Exercise brief: Could you repeat the material below with "instance" swapped for "object" wherever it occurs, leaving every other character as it is?

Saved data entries
▼

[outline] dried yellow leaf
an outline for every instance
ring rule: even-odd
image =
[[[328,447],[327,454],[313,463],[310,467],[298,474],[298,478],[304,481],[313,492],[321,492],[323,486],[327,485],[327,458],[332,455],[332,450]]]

▲

Response below:
[outline] dried yellow leaf
an outline for every object
ring rule: even-odd
image =
[[[328,447],[327,454],[313,463],[310,467],[298,474],[298,478],[304,481],[313,492],[321,492],[323,486],[327,485],[327,458],[332,455],[332,450]]]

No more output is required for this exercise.